## Begin Information provided

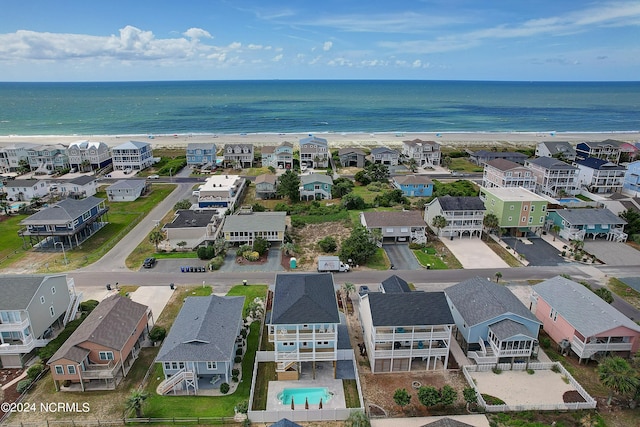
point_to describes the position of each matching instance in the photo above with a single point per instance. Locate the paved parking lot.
(401, 257)
(538, 252)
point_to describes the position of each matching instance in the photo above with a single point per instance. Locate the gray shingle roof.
(409, 309)
(316, 177)
(478, 300)
(395, 284)
(451, 203)
(590, 216)
(204, 331)
(304, 298)
(17, 291)
(508, 328)
(585, 311)
(257, 221)
(110, 325)
(63, 211)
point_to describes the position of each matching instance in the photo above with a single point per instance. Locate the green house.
(518, 210)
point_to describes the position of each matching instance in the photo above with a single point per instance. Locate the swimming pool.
(300, 395)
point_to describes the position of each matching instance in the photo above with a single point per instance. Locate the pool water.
(300, 395)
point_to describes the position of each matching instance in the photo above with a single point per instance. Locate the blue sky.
(72, 40)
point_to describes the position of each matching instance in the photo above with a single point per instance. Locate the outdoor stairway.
(168, 384)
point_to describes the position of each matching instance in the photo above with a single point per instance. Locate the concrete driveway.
(401, 257)
(612, 253)
(537, 251)
(474, 253)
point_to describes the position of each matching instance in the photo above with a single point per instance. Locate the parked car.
(149, 262)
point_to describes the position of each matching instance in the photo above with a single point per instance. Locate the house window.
(105, 355)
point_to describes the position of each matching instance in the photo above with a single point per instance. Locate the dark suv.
(149, 262)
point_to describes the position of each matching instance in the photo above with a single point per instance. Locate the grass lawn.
(428, 257)
(122, 217)
(11, 244)
(169, 406)
(461, 164)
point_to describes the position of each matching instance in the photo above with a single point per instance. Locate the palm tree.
(136, 400)
(439, 222)
(490, 222)
(618, 376)
(155, 237)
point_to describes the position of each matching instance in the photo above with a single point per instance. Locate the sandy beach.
(339, 140)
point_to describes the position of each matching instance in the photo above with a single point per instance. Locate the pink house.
(574, 316)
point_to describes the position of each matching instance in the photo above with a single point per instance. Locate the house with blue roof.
(492, 324)
(414, 185)
(303, 326)
(579, 224)
(199, 352)
(599, 176)
(631, 184)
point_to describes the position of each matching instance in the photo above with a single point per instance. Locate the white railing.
(587, 350)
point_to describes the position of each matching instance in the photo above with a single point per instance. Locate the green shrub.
(23, 385)
(34, 371)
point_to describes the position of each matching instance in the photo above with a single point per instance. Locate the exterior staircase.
(168, 384)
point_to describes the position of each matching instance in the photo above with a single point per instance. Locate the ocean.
(349, 106)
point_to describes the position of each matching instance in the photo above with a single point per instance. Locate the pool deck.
(333, 386)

## End Information provided

## Problem details
Rescale the part of the listing starting at the line that contains "the white railing." and ending at the end of the listing. Reproduce every line in that span, requests included, with each point coordinate multiplied by 0.85 and rounded to a whole number, halves rounding up.

## Solution below
point_to describes the position of each matching instance in the photo above with a single point per instance. Locate the white railing.
(499, 298)
point_to describes the position of each matching instance in the photo above with a single point per instance. Locate the green shrub.
(20, 327)
(29, 315)
point_to describes the position of each matching instance in the photo above with a single point per instance. Locate the exterior staircase.
(143, 326)
point_to describes the position of each matching instance in the photo above with a single point per instance. Locate the ocean.
(297, 90)
point_to describes the position of each matching instance in the photo above with a single point per instance. Locate the pool deck.
(283, 328)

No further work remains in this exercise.